Ford Motor Co. fell the most in more than two months after the second-biggest U.S. automaker lowered its automotive operating margin forecast because of losses on commodity contracts.
Declining metals prices in late September, including drops of 25 percent for copper and 14 percent for aluminum, prompted Ford to write down the value of hedges by about $350 million, said Todd Nissen, a company spokesman. Ford fell 4.5 percent to $11.87 at the close in New York.
The margin may fall this year to 5.7 percent from 6.1 percent last year, mainly because of the hedging losses, the company said. The forecast was included with today’s report showing third-quarter net income slipped 2.3 percent to $1.65 billion from $1.69 billion in the year-earlier period.
“This has been a tough year from the perspective of commodity cost increases,” Lewis Booth, Ford’s chief financial officer, said today on “The Hays Advantage” on Bloomberg Radio. “We’d have liked to have met our guidance to equal or improve our operating margin, but it’s a minor blip, not a major issue.”
==========
• _TASKS_
1. In the Ford article, what price did Ford shares close at in New York?
2. Using the Ford article, explain why Ford lowered its automotive operating margin forecast.
You can do without the data that comes next.

• _SOURCE MATERIAL_
==========
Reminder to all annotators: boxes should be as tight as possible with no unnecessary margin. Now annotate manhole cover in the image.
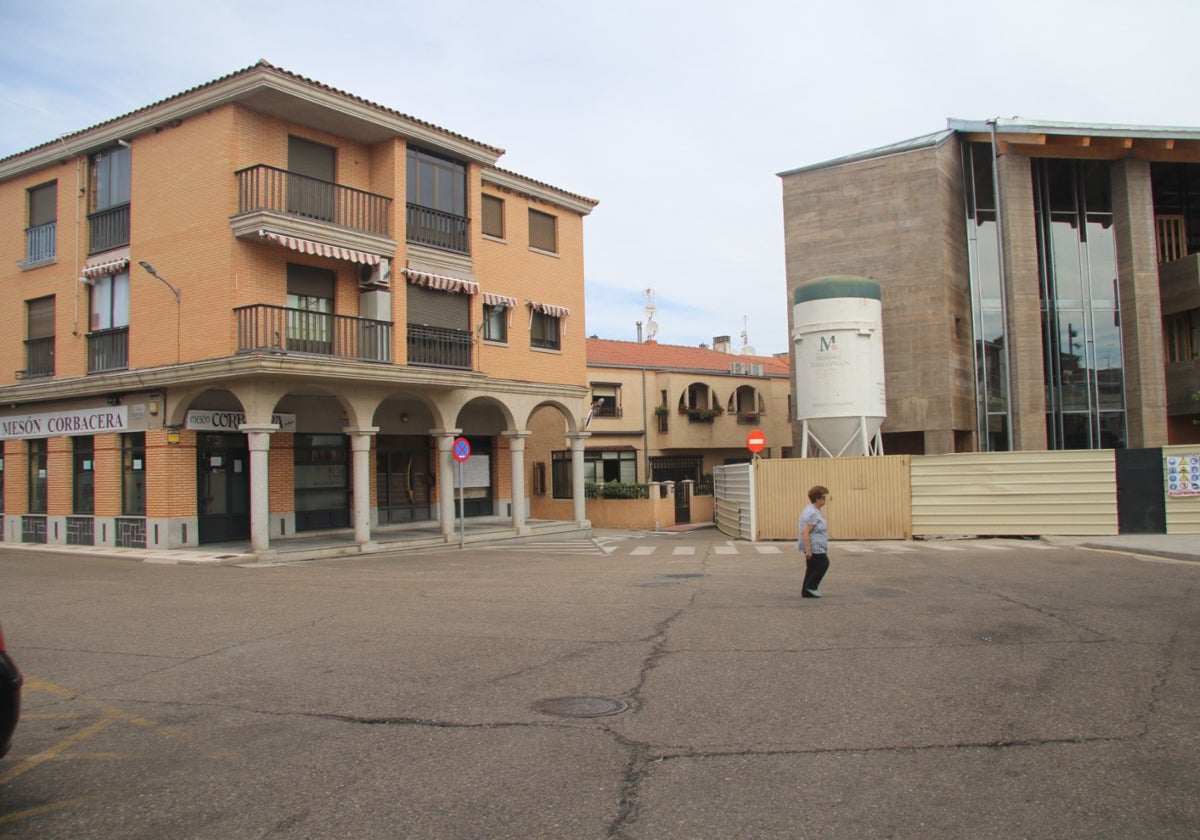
[533,697,629,718]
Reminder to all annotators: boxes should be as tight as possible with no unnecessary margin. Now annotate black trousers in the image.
[804,553,829,592]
==========
• _TASK ANSWERS_
1. $11.87

2. Ford cut the forecast mainly because of losses on commodity hedges. Metals prices fell in late September, with copper down 25 percent and aluminum down 14 percent. That led Ford to write down the value of its hedges by about $350 million.